### What is required
Only lines below containing the string "blue" should be counted; please give that count by itself.

- - - - - - -

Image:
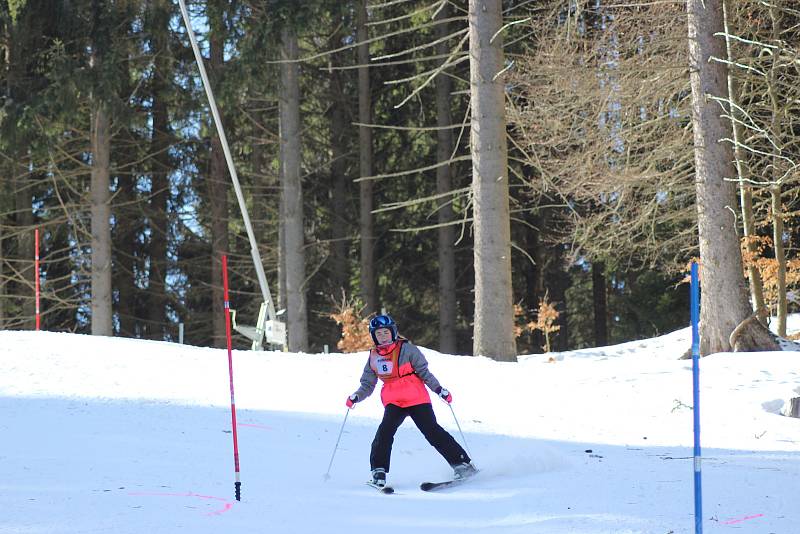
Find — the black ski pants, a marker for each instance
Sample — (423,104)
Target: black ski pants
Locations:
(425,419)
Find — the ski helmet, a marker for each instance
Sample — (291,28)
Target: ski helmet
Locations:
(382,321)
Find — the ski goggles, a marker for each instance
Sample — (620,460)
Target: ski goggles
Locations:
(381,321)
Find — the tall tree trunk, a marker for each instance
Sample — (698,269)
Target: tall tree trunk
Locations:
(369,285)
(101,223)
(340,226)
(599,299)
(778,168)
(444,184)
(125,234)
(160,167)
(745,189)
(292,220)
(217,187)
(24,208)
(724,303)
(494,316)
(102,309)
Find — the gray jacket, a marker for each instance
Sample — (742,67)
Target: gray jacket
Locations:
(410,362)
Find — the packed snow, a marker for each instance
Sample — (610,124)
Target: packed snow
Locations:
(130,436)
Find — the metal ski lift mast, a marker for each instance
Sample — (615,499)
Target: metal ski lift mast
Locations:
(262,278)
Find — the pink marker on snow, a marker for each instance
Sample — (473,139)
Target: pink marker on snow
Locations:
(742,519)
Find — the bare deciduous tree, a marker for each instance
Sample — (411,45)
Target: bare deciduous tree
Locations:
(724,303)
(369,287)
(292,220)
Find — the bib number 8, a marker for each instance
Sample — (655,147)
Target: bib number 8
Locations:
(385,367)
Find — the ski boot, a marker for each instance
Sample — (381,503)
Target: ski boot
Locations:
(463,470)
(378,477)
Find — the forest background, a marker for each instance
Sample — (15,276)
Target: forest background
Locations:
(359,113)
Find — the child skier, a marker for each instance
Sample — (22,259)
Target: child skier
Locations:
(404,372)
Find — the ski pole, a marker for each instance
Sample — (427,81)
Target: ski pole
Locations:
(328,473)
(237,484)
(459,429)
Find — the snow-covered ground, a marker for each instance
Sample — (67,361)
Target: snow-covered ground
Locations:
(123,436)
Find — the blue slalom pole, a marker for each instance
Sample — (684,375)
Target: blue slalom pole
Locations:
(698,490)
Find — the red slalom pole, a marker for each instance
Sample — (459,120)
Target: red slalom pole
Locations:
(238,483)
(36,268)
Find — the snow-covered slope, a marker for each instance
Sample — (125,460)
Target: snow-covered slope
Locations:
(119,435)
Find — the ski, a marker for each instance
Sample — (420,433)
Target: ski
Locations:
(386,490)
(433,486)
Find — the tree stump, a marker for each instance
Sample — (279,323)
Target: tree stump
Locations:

- - - - - - -

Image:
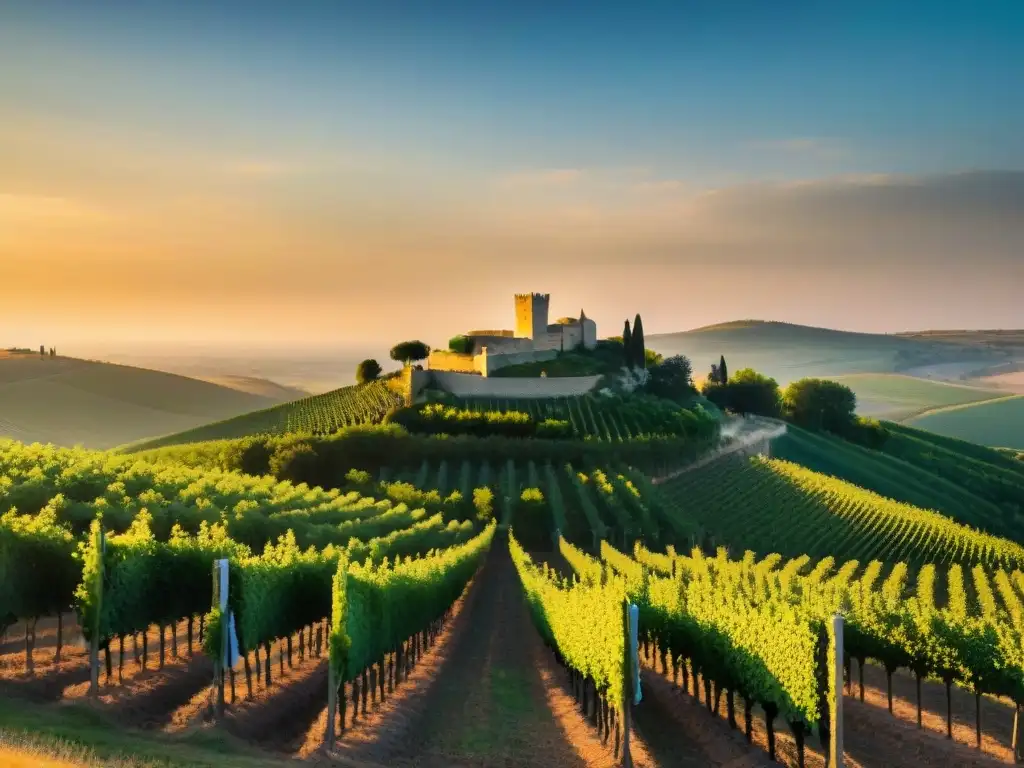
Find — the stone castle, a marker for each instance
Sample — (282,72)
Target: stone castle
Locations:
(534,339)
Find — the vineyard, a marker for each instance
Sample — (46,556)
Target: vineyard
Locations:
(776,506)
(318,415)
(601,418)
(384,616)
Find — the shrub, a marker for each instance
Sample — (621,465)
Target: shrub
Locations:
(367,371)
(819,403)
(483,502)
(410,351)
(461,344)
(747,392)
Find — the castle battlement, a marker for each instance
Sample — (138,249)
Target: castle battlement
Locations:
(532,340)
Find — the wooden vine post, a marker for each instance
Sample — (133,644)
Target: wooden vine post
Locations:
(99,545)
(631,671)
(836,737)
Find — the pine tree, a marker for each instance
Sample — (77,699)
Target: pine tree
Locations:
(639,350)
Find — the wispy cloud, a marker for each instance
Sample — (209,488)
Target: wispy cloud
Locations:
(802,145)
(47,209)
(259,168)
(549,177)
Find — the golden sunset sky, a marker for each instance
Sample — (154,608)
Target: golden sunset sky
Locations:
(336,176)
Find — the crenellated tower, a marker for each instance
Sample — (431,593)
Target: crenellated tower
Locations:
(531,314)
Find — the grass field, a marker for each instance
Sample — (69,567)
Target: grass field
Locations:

- - - - - - -

### Solution below
2